EXERCISE REQUIREMENTS:
Answer these from the album review below, one line each:
1. In favor of what did the band's second album leave dub and lounge behind?
2. What song does the band kick off with?
3. Which song is the only one where things get a bit more loud and massive?

TEXT TO READ:
Do Make Say Think's first two albums (their self-titled debut and Goodbye Enemy Airship The Landlord Is Dead) provided a good foundation, because their first was post-rock meeting dub and lounge, and their second was them leaving dub and lounge more and more behind in favour of jazz, with the additional information that Goodbye Enemy Airship The Landlord Is Dead was a whole lot better in terms of songwriting and originality. Stylistically, this new album is somewhere between the first and the second, but nothing could have prepared us for the giant leap forwards that is & Yet & Yet.
The Toronto-based band kicks off with Classic Noodlanding, a song in typical Do Make Say Think style: loose, jazzy drumming by both drummers, quiet guitarnoodling, added atmospheric sounds by both brass instruments and synths, and a composition with pastoral melodies. Then suddenly the drums go straightforward towards the vicinity of pop territory, but they never manage to make it that far. Nor do they want to. It's evident that Do Make Say Think are more at ease with softness and subtlety, because the sonic eruptions that sometimes present on its predecessor are almost gone; only in the second song, End Of Music, things tend to get a bit more loud and massive, but it still is very melodic and carries that Do Make Say Think touch. Not easy to pinpoint that touch actually, but it has something to do with the atmosphere: pastoral, light, warm, not happy or sad but seemingly at ease with the situation they are in, intimate, comfortable. Music that eases your mind just as easily while working as it does when you're lying down after coming home from a loud concert.

SUPPLIED RECORDS:
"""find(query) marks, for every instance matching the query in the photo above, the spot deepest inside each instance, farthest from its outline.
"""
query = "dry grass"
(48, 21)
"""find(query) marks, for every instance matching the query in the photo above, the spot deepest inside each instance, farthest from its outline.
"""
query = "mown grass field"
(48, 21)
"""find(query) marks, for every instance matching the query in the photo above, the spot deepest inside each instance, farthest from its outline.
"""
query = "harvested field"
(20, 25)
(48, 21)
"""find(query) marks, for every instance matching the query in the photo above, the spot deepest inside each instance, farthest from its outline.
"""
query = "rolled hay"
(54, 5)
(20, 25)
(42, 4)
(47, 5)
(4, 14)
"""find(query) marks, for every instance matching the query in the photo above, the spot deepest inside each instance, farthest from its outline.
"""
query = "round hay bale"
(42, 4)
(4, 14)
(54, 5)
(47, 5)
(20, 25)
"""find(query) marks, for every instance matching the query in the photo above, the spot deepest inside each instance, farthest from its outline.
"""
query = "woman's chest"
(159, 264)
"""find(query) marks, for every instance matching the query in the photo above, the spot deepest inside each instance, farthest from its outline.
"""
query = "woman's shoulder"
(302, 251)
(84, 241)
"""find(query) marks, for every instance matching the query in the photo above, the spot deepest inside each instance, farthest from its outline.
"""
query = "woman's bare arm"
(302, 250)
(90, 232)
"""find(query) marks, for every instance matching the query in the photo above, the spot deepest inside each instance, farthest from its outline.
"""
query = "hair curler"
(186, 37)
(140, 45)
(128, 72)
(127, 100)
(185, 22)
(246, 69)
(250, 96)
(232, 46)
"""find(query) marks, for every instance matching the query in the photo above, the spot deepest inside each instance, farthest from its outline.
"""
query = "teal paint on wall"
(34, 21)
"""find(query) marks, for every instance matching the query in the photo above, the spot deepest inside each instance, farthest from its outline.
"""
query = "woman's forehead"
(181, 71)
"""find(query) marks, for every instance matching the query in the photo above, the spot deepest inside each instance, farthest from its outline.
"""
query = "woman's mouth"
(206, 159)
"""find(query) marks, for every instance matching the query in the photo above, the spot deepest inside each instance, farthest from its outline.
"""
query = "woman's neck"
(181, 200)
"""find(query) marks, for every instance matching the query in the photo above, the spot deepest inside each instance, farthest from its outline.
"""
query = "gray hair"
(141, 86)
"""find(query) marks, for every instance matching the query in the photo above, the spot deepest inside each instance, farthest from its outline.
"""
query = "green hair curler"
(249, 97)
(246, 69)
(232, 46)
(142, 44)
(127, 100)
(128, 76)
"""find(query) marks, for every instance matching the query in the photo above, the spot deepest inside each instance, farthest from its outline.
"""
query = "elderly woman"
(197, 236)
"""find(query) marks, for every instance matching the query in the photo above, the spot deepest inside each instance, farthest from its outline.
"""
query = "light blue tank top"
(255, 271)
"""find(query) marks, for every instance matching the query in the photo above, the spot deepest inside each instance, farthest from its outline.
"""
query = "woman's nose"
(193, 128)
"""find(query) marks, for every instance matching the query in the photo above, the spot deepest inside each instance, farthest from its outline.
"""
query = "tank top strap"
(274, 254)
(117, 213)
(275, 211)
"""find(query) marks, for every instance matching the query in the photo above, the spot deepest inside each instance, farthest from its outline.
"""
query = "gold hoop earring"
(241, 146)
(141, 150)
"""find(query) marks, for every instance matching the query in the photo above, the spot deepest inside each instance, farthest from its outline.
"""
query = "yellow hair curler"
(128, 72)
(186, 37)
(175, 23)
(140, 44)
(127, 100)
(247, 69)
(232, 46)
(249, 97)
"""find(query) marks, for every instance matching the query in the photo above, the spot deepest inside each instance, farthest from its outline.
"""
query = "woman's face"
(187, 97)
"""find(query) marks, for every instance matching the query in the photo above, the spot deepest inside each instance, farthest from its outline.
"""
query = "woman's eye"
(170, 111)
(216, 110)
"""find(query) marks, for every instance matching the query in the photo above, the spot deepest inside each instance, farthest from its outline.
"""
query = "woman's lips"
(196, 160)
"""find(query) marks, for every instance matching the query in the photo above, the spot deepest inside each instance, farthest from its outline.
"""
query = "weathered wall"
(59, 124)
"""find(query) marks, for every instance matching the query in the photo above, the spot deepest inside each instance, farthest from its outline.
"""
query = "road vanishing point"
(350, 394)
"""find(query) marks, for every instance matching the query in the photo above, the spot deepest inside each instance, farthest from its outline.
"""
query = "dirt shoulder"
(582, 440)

FINISHED EXERCISE:
1. Jazz
2. Classic Noodlanding
3. End Of Music